**Invoer oefening**
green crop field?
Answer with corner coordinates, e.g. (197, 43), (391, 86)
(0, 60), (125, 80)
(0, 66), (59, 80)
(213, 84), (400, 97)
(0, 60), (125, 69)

**Wat te leveren**
Geef alle bovenstaande records regel voor regel ongewijzigd weer.

**Resultaat hieronder**
green crop field?
Answer with corner coordinates, e.g. (197, 43), (391, 86)
(0, 60), (125, 80)
(0, 66), (59, 80)
(213, 84), (400, 97)
(0, 60), (125, 69)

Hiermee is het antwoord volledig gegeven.